> [TEXT BLOCK]:
____________
International career
- Years: Team / Apps / (Points)
- 2000–2009: Scotland / 77 / (20)
- 2005: British & Irish Lions
- Correct as of 4 January 2011

= Jason White (rugby union) =

British Lions & Scotland international rugby union player

Jason Phillip Randall White (born 17 April 1978) is a Scottish former rugby union footballer. He was a utility forward who played in the second or back row of the scrum – lock, flanker, or number eight. White played at club level for Glasgow Caledonians (now known as Glasgow Warriors); the French Top 14 side ASM Clermont Auvergne; and English Premiership side Sale Sharks. He won 77 caps playing for Scotland, captaining the side on 19 occasions.

==Early life==
White grew up in The Paddock, Peterculter, Aberdeen and was educated at Cults Academy and then at George Watson's College in Edinburgh, leaving in 1996. He first started playing rugby union when a friend invited him to join a local team in Aberdeen – Aberdeen Wanderers. He quickly rose through the ranks of the Scotland Under-18 and Under-21 Squads.

==Captain of Scotland==

White was named the new captain of the Scotland national team by Scotland coach Frank Hadden after an injury to Jon Petrie. White led them for the first time in the test against Argentina at Murrayfield on 12 November 2005. He also led them in the famous win against France on 4 February 2006 at Murrayfield when he earned his 50th Scottish cap. Shortly after he led Scotland to another famous victory, 18–12 over the 'Auld Enemy' at Murrayfield, therefore recovering the Calcutta Cup. He received the Man of the Match award for his outstanding contribution to the victory.
In the final fixture, White hit (in a legal tackle) Andrea Lo Cicero so hard that it forced a penalty for holding on. This penalty was kicked by Chris Paterson to secure a 13–10 victory for Scotland. The tackle was similar to the one on Joe Worsley in the Calcutta Cup match which snuffed out the final England attack.

==Awards==

On 21 April 2006, White was named The Famous Grouse Scotland Player of the Season 2005–06. In the tenth year of the awards it was the first time that a serving Scotland captain has been declared winner.

On 10 May 2006 White received the Guinness Premiership Player's Player of the Year Award after receiving the same accolade in his native Scotland. In the 2005–06 season, White started the final as Sale Sharks won their first ever Premiership title.

White was named in a "World XV of the year" chosen in The New Zealand Herald newspaper in 2006.

In recognition of both his skills and sportsmanship his founding influence Aberdeen Wanderers RFC renamed their pavilion in his honour in April 2006.

In January 2007, White was awarded the Pat Marshall Memorial Award for season 2005–06 by the Rugby Union Writers' Club.

==Injury and recovery==
White was out of action from November 2006 until August 2007 after having sustained an injury to his anterior cruciate ligament in the 2006 Autumn test match against Romania; he underwent reconstructive surgery shortly after the injury. He returned to the Scotland squad in their 2007 Rugby World Cup warm-up against Ireland at Murrayfield on 11 August, captaining the side to a 31–21 win. He was again the captain of Scotland at the World Cup finals. White joined Clermont Auvergne in 2009 after signing from Sale Sharks. He was released by them in 2012.

==Personal life==

In 2017 White took his first steps into teaching with a role at Loretto School.
____________
> [MATERIAL PROVIDED]:
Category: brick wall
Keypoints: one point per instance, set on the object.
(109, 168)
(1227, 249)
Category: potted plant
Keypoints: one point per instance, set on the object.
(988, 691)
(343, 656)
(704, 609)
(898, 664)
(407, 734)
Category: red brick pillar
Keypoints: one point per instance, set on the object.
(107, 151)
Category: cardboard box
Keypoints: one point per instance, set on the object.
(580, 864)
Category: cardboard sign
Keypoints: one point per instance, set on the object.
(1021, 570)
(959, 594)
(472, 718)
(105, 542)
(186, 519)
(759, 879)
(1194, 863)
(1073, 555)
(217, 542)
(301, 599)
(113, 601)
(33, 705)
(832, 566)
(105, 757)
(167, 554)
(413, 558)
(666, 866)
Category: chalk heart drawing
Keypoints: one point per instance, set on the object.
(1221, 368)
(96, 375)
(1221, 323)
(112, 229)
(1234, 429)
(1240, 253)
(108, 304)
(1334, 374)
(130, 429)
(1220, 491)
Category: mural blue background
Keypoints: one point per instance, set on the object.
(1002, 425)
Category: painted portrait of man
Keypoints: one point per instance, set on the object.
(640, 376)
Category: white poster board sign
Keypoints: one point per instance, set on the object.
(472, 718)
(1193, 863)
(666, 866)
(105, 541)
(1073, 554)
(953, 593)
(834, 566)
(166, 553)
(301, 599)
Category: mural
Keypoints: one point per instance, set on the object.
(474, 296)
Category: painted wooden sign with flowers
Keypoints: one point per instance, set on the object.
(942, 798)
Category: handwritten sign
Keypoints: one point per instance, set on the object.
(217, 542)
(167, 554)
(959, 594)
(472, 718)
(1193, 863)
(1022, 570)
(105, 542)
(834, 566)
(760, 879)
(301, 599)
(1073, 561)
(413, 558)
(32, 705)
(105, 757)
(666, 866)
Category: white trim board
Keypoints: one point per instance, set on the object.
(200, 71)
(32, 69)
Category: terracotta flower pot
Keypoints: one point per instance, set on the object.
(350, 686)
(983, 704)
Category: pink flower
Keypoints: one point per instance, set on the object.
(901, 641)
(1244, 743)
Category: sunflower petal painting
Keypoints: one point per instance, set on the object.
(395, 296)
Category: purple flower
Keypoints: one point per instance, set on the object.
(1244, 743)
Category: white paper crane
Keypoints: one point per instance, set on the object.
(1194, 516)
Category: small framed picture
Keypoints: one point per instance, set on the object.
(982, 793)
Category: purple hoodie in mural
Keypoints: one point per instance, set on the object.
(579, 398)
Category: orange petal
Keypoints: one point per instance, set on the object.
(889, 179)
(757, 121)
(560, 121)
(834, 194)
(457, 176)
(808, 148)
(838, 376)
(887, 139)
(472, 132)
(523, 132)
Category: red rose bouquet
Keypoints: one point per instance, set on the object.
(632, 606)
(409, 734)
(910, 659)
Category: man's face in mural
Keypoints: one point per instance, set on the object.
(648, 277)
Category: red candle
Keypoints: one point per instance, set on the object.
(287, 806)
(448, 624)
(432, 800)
____________
> [REQUIRED ACTIONS]:
1 – Decide whether each statement below agrees with the Jason White text. For each, answer yes or no and quote the deciding words from the text.
(a) White earned his 50th Scottish cap in the win against France on 4 February 2006.
(b) White first played rugby union at Cults Academy.
(c) White captained Scotland on 19 occasions.
2 – Retype the Jason White text from "On 10 May 2006" to "newspaper in 2006.", keeping every word and punctuation mark unchanged.

> [RESULTS OF THE EXERCISE]:
1 –
(a) Yes: "He also led them in the famous win against France on 4 February 2006 at Murrayfield when he earned his 50th Scottish cap."
(b) No: "He first started playing rugby union when a friend invited him to join a local team in Aberdeen – Aberdeen Wanderers."
(c) Yes: "He won 77 caps playing for Scotland, captaining the side on 19 occasions."

2 –
On 10 May 2006 White received the Guinness Premiership Player's Player of the Year Award after receiving the same accolade in his native Scotland. In the 2005–06 season, White started the final as Sale Sharks won their first ever Premiership title.

White was named in a "World XV of the year" chosen in The New Zealand Herald newspaper in 2006.